> [EXERCISE TEXT]
______________________________
A few years ago, pre-pandemic, I gave a presentation to a room full of doctors. My first slide was a series of graphs—they showed a series of curves twining and overlapping as if crudely hand drawn falling from a peak. I asked three questions: What is this? What are these peaks and troughs? And what does it mean? My questions were not fair: only the shape of the curves was consistent, the print small, the key illegible. I paused momentarily, admitted I was an epidemiolo­gist—which drew a few laughs—then explained this was a graph of the leading causes of death in the United States. Each line and color represented a different year. I asked a fourth question: What do you see? The room paused until someone offered, “The curves are alike.” Nothing has changed, which was my point.
______________________________
> [SUPPLIED DATA]
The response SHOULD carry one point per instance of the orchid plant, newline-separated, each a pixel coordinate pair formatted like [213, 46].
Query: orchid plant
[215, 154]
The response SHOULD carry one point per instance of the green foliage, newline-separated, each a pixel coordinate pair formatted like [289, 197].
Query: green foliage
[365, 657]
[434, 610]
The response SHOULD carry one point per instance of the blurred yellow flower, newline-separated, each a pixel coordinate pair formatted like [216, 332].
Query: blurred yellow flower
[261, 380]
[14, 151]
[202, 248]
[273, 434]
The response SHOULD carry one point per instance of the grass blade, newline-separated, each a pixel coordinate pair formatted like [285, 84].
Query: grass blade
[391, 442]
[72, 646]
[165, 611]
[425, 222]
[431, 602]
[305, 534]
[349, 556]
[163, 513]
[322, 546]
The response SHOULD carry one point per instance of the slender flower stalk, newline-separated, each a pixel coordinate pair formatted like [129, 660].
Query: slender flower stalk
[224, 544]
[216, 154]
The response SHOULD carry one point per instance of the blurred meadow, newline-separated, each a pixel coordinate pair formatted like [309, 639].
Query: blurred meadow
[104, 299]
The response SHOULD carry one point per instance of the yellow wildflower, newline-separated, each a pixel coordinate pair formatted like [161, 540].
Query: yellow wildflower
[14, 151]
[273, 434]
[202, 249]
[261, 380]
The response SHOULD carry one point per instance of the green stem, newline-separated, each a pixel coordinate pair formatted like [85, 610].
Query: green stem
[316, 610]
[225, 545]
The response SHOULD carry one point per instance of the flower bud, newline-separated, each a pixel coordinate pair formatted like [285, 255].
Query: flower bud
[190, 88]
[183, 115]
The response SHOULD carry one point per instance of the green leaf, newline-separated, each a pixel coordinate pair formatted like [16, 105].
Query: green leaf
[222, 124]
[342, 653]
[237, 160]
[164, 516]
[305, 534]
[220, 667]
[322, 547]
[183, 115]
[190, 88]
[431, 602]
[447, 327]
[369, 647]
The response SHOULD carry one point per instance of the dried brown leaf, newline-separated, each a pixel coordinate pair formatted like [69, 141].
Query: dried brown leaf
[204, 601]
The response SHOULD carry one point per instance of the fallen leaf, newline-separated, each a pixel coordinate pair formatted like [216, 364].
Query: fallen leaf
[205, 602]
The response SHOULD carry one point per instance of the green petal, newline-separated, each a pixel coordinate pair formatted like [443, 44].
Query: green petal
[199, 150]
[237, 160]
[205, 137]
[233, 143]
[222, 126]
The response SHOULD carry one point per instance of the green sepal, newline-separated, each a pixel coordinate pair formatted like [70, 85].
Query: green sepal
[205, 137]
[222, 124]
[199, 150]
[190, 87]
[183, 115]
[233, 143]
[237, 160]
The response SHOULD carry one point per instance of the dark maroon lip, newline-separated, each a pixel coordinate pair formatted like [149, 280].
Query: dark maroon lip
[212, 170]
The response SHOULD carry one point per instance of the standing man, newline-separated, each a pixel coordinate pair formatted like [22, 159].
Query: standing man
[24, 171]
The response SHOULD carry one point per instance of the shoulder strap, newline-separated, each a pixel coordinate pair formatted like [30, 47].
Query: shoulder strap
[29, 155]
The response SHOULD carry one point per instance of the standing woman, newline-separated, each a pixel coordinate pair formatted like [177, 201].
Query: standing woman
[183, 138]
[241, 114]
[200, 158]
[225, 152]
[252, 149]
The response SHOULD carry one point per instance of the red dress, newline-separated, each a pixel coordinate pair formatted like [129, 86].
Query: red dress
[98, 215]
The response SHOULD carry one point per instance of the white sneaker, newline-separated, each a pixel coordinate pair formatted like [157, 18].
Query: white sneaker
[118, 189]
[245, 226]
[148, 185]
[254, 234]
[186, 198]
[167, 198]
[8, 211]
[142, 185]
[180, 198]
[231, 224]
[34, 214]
______________________________
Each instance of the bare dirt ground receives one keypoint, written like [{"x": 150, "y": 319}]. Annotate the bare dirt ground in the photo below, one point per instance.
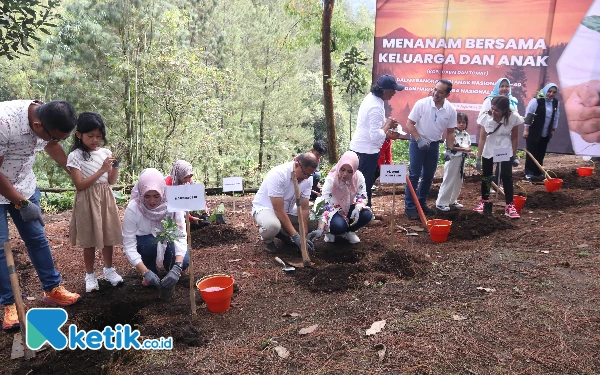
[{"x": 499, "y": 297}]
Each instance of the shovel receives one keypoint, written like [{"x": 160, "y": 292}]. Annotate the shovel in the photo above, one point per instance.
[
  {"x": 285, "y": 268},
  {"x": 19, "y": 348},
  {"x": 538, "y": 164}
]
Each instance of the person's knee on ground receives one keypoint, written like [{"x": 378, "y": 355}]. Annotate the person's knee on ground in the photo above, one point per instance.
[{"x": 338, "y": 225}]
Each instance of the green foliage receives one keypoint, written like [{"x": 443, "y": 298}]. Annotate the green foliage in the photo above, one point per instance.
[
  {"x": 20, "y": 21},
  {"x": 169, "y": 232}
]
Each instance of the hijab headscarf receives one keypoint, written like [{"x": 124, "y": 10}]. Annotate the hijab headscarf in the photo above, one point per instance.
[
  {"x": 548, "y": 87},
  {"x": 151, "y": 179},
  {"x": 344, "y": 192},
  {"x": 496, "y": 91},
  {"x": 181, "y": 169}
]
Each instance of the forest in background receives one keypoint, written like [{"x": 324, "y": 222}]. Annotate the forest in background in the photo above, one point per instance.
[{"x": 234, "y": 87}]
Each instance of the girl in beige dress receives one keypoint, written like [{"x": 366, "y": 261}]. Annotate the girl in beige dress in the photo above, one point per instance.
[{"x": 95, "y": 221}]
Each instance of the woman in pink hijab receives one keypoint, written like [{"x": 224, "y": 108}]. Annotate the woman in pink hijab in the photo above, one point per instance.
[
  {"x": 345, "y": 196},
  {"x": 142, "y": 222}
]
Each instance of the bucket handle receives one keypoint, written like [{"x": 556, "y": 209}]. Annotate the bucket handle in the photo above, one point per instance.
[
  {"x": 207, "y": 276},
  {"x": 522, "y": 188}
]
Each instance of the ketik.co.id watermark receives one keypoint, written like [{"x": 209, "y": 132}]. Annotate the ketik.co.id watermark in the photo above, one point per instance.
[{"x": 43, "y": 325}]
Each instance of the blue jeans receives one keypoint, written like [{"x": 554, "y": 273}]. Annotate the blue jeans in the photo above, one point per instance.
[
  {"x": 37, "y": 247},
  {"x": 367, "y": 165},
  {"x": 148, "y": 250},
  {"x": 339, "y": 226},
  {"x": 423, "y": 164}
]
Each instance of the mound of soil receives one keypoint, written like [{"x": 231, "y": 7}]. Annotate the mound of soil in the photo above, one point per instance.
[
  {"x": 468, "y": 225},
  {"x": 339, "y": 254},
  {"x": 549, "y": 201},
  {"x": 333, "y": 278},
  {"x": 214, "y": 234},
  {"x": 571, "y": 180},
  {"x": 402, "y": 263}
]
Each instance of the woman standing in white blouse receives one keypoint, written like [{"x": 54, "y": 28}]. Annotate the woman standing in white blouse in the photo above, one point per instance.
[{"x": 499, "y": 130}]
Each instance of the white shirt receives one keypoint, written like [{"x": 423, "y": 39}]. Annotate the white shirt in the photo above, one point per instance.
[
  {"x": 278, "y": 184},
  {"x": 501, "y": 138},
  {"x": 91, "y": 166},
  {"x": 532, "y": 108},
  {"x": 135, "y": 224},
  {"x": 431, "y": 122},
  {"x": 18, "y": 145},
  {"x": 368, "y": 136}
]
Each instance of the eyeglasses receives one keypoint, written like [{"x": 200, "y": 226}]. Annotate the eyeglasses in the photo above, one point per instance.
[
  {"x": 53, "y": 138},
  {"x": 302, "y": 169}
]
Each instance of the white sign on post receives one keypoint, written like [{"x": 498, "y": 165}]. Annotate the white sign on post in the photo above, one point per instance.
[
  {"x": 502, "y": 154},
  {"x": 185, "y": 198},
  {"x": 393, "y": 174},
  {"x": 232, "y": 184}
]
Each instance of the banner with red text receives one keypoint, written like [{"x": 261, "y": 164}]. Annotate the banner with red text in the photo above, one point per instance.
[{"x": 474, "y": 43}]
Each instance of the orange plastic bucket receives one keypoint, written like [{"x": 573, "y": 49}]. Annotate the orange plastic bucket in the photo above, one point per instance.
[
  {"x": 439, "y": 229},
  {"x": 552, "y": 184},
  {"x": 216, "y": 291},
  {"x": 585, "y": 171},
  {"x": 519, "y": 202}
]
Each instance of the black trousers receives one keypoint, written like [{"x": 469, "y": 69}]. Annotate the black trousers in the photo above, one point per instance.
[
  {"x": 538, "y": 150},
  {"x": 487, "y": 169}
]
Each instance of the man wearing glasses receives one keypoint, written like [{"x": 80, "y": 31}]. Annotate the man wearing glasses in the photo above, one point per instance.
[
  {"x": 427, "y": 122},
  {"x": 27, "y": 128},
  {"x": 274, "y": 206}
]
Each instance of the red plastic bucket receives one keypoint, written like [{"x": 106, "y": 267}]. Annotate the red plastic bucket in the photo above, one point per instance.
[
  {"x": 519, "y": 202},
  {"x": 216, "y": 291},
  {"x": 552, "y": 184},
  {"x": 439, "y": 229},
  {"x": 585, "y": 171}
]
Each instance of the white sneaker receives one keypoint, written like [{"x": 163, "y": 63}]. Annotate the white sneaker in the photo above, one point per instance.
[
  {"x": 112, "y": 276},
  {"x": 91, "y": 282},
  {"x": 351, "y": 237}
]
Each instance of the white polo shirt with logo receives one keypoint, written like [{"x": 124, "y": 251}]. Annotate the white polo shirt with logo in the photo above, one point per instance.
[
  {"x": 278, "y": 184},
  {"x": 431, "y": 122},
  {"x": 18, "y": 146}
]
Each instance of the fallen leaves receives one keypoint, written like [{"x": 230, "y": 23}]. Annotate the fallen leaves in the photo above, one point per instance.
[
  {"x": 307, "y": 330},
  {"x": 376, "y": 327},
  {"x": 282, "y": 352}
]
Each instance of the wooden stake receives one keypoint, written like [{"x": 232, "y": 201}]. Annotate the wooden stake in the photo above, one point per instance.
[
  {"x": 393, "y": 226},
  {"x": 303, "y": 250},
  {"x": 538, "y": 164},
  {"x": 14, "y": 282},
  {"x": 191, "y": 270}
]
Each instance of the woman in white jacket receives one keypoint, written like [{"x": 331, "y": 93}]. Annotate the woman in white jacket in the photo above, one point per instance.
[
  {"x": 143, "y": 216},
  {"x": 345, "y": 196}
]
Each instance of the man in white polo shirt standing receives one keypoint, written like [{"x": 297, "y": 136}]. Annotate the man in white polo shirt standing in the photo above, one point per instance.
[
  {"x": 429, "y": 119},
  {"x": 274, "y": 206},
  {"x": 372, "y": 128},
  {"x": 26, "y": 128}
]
______________________________
> [WORK TASK] From the passage about the presentation to doctors, copy everything from "A few years" down to "was my point.".

> [SOLUTION TO THIS PROBLEM]
A few years ago, pre-pandemic, I gave a presentation to a room full of doctors. My first slide was a series of graphs—they showed a series of curves twining and overlapping as if crudely hand drawn falling from a peak. I asked three questions: What is this? What are these peaks and troughs? And what does it mean? My questions were not fair: only the shape of the curves was consistent, the print small, the key illegible. I paused momentarily, admitted I was an epidemiolo­gist—which drew a few laughs—then explained this was a graph of the leading causes of death in the United States. Each line and color represented a different year. I asked a fourth question: What do you see? The room paused until someone offered, “The curves are alike.” Nothing has changed, which was my point.